BEGIN RECORDS TO PROCESS

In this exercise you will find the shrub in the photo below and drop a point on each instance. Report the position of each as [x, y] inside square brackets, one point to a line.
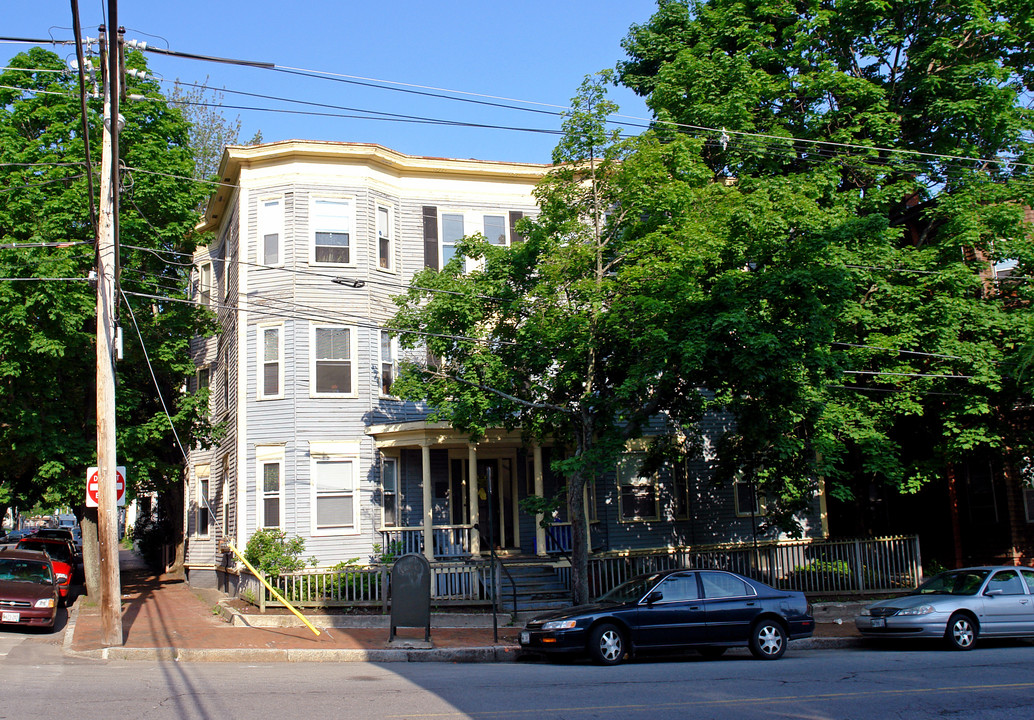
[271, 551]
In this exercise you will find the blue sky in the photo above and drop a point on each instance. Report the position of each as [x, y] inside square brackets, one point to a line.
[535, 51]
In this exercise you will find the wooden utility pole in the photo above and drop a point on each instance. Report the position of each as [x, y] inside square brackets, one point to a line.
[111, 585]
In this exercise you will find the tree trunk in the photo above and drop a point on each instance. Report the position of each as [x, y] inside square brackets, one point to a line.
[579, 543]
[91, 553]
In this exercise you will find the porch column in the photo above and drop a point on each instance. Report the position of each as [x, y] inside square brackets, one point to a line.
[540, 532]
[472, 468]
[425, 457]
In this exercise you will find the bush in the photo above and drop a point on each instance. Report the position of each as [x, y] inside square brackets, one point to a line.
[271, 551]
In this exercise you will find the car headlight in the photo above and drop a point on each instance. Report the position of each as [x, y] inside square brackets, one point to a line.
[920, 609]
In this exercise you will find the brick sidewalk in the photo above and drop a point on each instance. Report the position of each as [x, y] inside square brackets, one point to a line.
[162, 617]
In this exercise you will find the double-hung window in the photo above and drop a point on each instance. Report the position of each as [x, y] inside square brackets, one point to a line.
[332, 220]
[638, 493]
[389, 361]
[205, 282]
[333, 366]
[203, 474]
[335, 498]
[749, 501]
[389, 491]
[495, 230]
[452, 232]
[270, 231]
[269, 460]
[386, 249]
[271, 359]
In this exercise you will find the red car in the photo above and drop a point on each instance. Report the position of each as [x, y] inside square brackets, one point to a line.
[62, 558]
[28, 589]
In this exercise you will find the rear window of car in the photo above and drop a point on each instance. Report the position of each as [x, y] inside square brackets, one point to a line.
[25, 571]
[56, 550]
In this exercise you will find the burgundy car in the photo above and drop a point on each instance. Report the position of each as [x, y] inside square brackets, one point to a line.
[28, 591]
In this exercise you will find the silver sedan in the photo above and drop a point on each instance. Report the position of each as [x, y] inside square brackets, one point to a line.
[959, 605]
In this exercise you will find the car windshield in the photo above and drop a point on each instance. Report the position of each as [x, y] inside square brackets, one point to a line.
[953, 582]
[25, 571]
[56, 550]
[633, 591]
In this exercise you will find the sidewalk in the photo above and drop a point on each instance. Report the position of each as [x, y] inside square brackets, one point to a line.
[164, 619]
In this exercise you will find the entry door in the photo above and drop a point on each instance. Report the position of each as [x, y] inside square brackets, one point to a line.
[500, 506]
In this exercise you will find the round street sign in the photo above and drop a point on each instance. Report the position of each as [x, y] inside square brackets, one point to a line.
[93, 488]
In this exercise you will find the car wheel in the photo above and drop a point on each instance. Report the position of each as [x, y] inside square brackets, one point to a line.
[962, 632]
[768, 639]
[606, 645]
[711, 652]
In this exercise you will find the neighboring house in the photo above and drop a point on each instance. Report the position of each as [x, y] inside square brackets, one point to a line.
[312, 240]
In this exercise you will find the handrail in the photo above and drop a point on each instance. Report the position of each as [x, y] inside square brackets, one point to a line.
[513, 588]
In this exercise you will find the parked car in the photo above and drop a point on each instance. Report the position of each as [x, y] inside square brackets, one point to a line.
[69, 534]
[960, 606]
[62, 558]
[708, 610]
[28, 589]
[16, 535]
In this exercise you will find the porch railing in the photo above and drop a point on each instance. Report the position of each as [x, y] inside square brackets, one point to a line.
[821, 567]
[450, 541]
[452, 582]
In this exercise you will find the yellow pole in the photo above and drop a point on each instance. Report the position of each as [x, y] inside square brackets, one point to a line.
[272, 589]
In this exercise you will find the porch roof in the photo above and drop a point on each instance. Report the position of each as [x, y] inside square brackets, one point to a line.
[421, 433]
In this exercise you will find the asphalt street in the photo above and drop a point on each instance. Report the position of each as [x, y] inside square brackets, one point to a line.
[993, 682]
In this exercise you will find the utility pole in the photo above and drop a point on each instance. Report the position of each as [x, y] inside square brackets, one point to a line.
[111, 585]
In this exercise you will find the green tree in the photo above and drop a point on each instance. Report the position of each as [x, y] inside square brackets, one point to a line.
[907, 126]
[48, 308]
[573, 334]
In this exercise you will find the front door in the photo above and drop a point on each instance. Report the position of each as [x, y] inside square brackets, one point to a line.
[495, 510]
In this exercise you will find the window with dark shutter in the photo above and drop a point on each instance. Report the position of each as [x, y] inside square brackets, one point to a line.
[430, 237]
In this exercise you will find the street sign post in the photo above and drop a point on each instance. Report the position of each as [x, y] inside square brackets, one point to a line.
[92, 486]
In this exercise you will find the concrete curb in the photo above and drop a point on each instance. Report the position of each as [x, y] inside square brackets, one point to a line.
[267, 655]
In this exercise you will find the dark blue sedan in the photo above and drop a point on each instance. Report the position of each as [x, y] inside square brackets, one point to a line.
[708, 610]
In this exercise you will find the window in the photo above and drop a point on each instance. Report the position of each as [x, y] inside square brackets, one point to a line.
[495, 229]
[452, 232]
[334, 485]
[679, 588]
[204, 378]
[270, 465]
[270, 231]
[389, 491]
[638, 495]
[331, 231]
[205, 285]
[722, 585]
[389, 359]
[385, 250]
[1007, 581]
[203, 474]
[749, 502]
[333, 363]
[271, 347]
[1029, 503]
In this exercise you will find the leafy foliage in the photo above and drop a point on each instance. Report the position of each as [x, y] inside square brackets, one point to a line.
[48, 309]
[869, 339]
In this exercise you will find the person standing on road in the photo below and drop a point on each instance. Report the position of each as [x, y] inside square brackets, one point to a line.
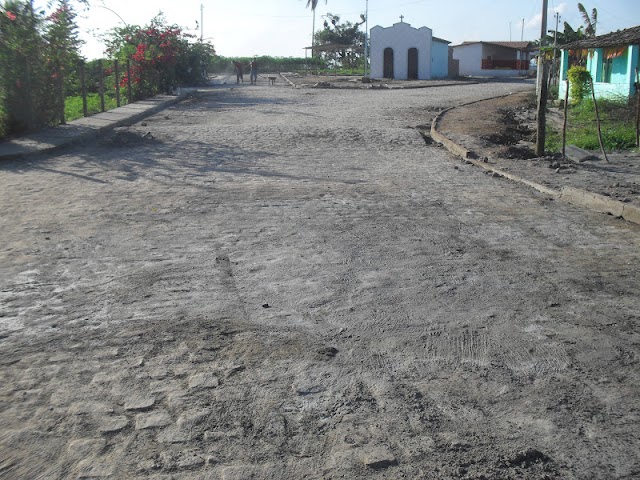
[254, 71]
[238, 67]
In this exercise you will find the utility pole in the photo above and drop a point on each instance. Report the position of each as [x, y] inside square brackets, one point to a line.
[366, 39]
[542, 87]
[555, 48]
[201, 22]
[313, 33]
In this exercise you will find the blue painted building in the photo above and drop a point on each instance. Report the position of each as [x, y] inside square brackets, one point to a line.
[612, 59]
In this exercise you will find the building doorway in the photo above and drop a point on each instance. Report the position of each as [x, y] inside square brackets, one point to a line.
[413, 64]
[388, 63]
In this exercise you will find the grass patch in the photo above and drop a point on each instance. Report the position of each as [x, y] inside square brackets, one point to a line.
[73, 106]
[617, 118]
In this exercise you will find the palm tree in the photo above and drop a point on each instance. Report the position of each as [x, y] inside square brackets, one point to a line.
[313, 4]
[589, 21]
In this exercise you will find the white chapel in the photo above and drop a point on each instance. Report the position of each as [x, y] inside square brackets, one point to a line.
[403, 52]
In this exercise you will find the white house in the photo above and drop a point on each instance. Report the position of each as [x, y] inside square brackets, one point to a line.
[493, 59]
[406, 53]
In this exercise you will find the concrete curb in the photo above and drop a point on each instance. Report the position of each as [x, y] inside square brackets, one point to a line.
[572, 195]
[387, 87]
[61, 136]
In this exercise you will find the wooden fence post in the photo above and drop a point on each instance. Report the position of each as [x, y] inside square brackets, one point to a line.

END RECORDS TO PROCESS

▶ WHAT IS REQUIRED:
Reproduce everything above exactly, images excluded.

▶ YOUR RESPONSE:
In this exercise you will find the shrub in the photo below and drop a point on each instance. Report the position of each as [x, y] inside square brackets, one point to a line.
[271, 551]
In this exercise you will find the blue sky in the photo above and drop a point on each instance. Report the position of each as [x, y] inside square brackets, one point to a line.
[535, 51]
In this exercise you will find the wooden utility pole in the photo above and drop a point on each instance. Report the position of each as [x, y] inside square brackets, one point to a line.
[111, 585]
In this exercise you will find the tree trunk in the photo above and drop a point on each instance. Report the position of each as [x, y] inside square brackets, one point to a line.
[579, 543]
[91, 553]
In this exercise you will find the porch column in the photo above and drop a point on each instance. Report the position of each as [x, y] inside square brackets, one point to a line.
[540, 532]
[472, 468]
[425, 457]
In this exercise you will find the bush in the photo above and drop a point on each instance. Report the position of each as [x, y] inside square brackets, one point to a line.
[271, 551]
In this exercise you will find the car headlight in the photo above and drop a point on each instance. Report the position of each as [x, y] inside square brackets, one point to a line.
[920, 609]
In this exercise you will find the brick sidewalk in the photo above and drop a point on each instance. Report the position of each as [x, y] inside square brackets, one point to a line.
[162, 617]
In this exercise you will find the double-hung window in the photo above and drop a point on each instance. Report the position of each as [x, y] inside square brackets, one point to a line.
[332, 220]
[638, 493]
[389, 361]
[205, 282]
[333, 366]
[203, 474]
[335, 498]
[749, 501]
[389, 491]
[495, 230]
[452, 232]
[270, 231]
[269, 460]
[386, 249]
[271, 359]
In this exercise you will find the red car in the photo above and drop a point on each instance. Report the position of each as [x, y] inside square brackets, one point to a line.
[62, 558]
[28, 589]
In this exercise you will find the rear window of car in the photo above and drop a point on each instance. Report the position of each as [x, y] inside square brackets, one point to a line.
[25, 571]
[56, 550]
In this exercise you will find the burgundy car in the photo above and drop a point on each instance. Report the position of each as [x, y] inside square brackets, one point to a line.
[28, 591]
In this exercise you will find the silver sedan in the photo above and drop a point on each instance. Report the position of each as [x, y] inside square brackets, one point to a line.
[959, 605]
In this exercise you will find the car windshield in the photo above and drop a point on each instance. Report the position of each as [x, y] inside square brackets, one point to a line.
[953, 582]
[25, 571]
[56, 550]
[633, 591]
In this exercise you will find the sidewalk in the photo above and drop a point on each instance. Report the position of each as [x, y] inside square brackets, one point to a line.
[164, 619]
In this exercise you will find the entry door in the photo above and drop a point on each instance. Report the position of each as [x, y] inside square brackets, one point to a line.
[500, 506]
In this exercise you will find the round street sign in the photo above and drop a point on each instance. Report the position of each as [x, y] inside square brackets, one point to a line.
[93, 488]
In this exercise you will find the car wheel in the photo above and drop a point on each instance. Report the position of each as [x, y] inside square brackets, one point to a line.
[962, 632]
[768, 639]
[606, 645]
[711, 652]
In this exercise you will find the neighboring house in the photo above and drop a point on each instance. Report the position of each as [x, y] inside square brackets, one point to a line.
[312, 240]
In this exercise you will find the handrail in the photo above and drop a point on each instance. Report the position of each as [x, y] inside square brackets, one point to a line.
[513, 588]
In this exercise you will find the parked car in the photo above and drop a point on each instance. Report the position of each as [x, y] inside square brackets, one point to a line.
[69, 534]
[960, 606]
[62, 558]
[708, 610]
[28, 589]
[16, 535]
In this exercise you will find the porch railing in the photo above and drop a point on each instance. Report the position of each as [x, y] inside square brackets, one point to a line.
[821, 567]
[450, 541]
[452, 582]
In this exercise you will find the yellow pole in the photo above and drop a point on each instance. Report the position of each as [x, y] inside square brackets, one point to a line.
[272, 589]
In this exercise you will find the porch roof in the photo above and drop a point on each instance. Report the position of each as [x, y] inside square brackets, one point to a line.
[421, 433]
In this exercise you will find the asphalt street in the photo above and drop a point on each instance. Report the position of each as [x, y] inside square brackets, one point to a line.
[993, 682]
In this exercise you will find the utility pole in the photo above and drop a point on each instance. Report the position of each as [x, y] inside square brackets, one point to a line.
[111, 585]
In this exercise you will find the green tree in the photo above and drop a point on each instance. Report the position of each as [x, y] inside square brackets, one point to a line.
[907, 126]
[48, 308]
[573, 334]
In this exercise you will find the front door in the photo above and drop a point on each instance. Report the position of each as [x, y] inside square brackets, one point to a line.
[495, 510]
In this exercise you will find the window with dark shutter in the photo above and drop a point on each instance. Report the position of each as [x, y] inside square brackets, one point to a line.
[430, 237]
In this exercise you will find the street sign post in the photo above and drop a point on each instance. Report the position of each as [x, y] inside square brackets, one point to a line.
[92, 486]
In this exercise you will find the concrete curb in the photo above and drop a point on each instance. Report the position of each as [x, y] inside square brackets, one point to a line.
[267, 655]
In this exercise you will find the dark blue sedan in the photo above and drop a point on each instance. Report the position of each as [x, y] inside square brackets, one point to a line.
[708, 610]
In this exercise you will find the window in the photo above and drop a point on each instance. Report the position of each as [x, y] inside square brackets, one point to a line.
[495, 229]
[452, 232]
[334, 485]
[679, 588]
[204, 378]
[270, 465]
[270, 231]
[389, 491]
[638, 495]
[331, 231]
[205, 285]
[722, 585]
[389, 359]
[385, 250]
[1007, 581]
[203, 474]
[749, 502]
[333, 363]
[271, 347]
[1029, 503]
In this exercise you will find the leafy foliage in the photo above and drop a point on each instance. Report the position of each as [x, y] inside square brackets, one point to a line.
[48, 309]
[869, 339]
In this exercise you will find the person standing on road in the photo below and drop a point on each instance. Report the position of each as [x, y] inside square brackets, one point to a line.
[254, 71]
[238, 67]
In this exercise you will find the utility pole in the photo above and drop a point on each instance. Report the position of each as [x, y] inside square brackets, one point to a line.
[366, 39]
[542, 87]
[555, 48]
[201, 22]
[313, 33]
In this exercise you will find the blue painted building in the photo above and drop a point on each instance. Report the position of each as [x, y] inside square brackets, one point to a line.
[612, 59]
In this exercise you will find the building doorway in the photo above and drop a point on each instance. Report the position of each as [x, y] inside square brackets, one point to a line.
[413, 64]
[388, 63]
In this exercise you will find the grass patch in the photo above and drop a point on each instance. Report the position of each as [x, y] inside square brackets, one point to a line.
[73, 106]
[617, 118]
In this exercise you will find the palm tree in the photo above and drop a point on each instance. Report the position of each as [x, y] inside square brackets, one point to a line.
[313, 4]
[589, 21]
In this exercise you will find the white chapel in the photo above and drop a point on each instance. Report the position of each as [x, y] inside square brackets, one point to a line.
[403, 52]
In this exercise you will find the white house in the photo above and drop a point on each instance. Report the position of each as [x, y] inside square brackets, one point to a line.
[493, 59]
[406, 53]
In this exercise you will find the concrete curb in the photo above and drop a point on each instance. Report the position of each as [x, y] inside square brackets, one point to a line.
[572, 195]
[387, 87]
[61, 136]
In this exercise you will find the wooden fence post in the photo above and drop a point on each instance. Report the position of each as [x, y] inside square brackets, one point to a line.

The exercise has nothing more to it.